## What the exercise asks
Locate every line in the listing below that contains the string "pant" with the same capitalization, and copy each of those lines in full.

— BEGIN Extracted entries —

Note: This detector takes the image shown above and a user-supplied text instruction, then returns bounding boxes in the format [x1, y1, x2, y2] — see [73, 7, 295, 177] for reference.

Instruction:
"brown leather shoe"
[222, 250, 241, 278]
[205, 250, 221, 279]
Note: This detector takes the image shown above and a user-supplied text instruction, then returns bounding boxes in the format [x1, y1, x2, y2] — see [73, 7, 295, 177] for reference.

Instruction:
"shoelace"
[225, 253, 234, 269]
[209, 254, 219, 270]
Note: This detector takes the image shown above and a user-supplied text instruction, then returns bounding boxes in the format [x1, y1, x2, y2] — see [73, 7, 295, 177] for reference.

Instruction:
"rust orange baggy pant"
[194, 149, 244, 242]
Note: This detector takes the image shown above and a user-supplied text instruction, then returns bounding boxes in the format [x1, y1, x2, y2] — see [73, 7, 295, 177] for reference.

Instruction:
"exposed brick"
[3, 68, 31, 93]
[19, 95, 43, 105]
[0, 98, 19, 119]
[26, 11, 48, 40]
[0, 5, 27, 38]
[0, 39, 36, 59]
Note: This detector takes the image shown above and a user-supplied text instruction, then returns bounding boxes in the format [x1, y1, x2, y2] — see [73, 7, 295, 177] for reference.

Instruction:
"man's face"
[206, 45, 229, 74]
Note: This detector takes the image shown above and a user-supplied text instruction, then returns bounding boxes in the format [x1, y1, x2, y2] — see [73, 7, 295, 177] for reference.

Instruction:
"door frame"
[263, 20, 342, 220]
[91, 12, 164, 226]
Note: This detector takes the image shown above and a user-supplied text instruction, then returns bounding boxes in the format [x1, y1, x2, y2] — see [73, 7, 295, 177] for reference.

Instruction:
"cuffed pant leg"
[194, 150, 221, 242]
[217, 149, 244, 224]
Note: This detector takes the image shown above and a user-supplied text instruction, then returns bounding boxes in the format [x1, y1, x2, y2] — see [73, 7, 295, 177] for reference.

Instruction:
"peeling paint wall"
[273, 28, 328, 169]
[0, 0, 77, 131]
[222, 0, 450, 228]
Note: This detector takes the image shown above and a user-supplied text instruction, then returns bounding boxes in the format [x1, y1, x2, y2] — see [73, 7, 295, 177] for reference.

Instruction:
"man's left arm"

— END Extracted entries —
— BEGIN Extracted entries —

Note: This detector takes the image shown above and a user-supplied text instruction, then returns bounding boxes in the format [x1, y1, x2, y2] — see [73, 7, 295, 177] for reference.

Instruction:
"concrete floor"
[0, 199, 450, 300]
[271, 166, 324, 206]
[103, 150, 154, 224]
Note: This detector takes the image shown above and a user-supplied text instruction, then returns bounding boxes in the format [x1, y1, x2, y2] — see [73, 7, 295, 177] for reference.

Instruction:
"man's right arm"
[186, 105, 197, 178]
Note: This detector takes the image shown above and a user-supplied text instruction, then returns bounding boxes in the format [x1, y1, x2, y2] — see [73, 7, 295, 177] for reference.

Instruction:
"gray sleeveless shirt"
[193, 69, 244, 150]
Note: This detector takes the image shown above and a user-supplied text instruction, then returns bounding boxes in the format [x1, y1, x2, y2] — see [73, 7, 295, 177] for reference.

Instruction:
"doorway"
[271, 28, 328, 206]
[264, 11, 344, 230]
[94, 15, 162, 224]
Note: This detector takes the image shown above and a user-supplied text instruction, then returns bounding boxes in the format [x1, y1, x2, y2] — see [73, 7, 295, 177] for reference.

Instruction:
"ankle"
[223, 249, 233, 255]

— END Extracted entries —

## Right answer
"rust orange baggy pant"
"cuffed pant leg"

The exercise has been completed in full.